EXERCISE OBJECTIVE:
Edit the lines from the one containing "Please pick out the blue" through the end of the lines, inclusive, replacing "pick out" with "mark" and leaving everything else unchanged. Give back only those lines.
[BEGIN INPUT ROWS]
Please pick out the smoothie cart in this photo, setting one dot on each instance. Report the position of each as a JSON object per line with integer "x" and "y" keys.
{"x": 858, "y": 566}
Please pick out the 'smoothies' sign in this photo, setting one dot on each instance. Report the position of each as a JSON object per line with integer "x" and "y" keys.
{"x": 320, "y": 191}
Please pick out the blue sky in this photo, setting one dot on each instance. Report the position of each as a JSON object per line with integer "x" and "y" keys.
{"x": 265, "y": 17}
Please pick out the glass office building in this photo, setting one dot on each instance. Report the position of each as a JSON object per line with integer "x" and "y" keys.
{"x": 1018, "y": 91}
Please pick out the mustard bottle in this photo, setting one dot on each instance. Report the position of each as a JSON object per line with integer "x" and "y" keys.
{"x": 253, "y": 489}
[END INPUT ROWS]
SOLUTION BELOW:
Please mark the blue sky in this photo, setting one dot on each instance. Report the position of each as a JSON object per line with integer "x" and "y" keys.
{"x": 265, "y": 17}
Please mark the glass office building in this photo, setting one dot on each instance. Report the position of each as a JSON object per line with integer "x" and "y" keys.
{"x": 1018, "y": 91}
Please mark the mustard bottle in this photo, setting one dot on each instance. Report the position of each as a JSON object per line with integer "x" and "y" keys.
{"x": 253, "y": 489}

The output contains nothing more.